Gesammelte Dateneinträge:
________________________________________

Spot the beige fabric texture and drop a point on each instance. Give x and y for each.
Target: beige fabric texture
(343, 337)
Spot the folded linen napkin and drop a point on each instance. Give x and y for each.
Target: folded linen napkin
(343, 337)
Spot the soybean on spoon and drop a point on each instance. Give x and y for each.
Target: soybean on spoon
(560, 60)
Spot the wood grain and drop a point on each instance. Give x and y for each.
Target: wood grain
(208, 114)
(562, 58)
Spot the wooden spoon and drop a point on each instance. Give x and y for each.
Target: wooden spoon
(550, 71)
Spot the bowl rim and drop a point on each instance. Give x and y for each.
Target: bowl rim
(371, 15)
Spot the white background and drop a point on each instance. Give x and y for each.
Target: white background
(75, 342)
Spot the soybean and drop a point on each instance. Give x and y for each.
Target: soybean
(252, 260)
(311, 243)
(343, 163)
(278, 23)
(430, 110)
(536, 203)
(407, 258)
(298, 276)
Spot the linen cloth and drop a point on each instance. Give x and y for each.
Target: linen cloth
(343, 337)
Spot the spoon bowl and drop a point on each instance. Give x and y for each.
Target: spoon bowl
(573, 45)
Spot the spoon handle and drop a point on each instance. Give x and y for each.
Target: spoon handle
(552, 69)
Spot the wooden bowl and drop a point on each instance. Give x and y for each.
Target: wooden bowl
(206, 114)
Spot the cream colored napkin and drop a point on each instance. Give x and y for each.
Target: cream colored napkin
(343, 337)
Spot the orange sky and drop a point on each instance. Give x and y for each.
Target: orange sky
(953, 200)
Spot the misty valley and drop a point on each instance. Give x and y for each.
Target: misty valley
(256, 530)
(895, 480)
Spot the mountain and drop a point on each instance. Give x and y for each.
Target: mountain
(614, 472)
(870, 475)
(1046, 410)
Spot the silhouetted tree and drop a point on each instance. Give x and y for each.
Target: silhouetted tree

________________________________________

(Aufgabenstellung) Gib bitte die Einträge ab der Zeile, die „Spot the wooden bowl“ enthält, bis zum Ende der Einträge vollständig erneut aus, die Aufforderungen eingeschlossen. Verschiebe dabei jede Zahl in den Koordinaten der Antworten um 124 nach oben.

(Vollständige Antwort)
Spot the wooden bowl and drop a point on each instance. Give x and y for each.
Target: wooden bowl
(330, 238)
Spot the cream colored napkin and drop a point on each instance. Give x and y for each.
Target: cream colored napkin
(467, 461)
Spot the orange sky and drop a point on each instance. Give x and y for each.
Target: orange sky
(1077, 324)
Spot the misty valley and drop a point on each instance. Give x and y for each.
Target: misty valley
(380, 654)
(1019, 604)
Spot the mountain and drop a point on each instance. Give x and y for each.
Target: mountain
(738, 596)
(994, 599)
(1170, 534)
Spot the silhouetted tree and drop a point on each instance. Give x and y for each.
Target: silhouetted tree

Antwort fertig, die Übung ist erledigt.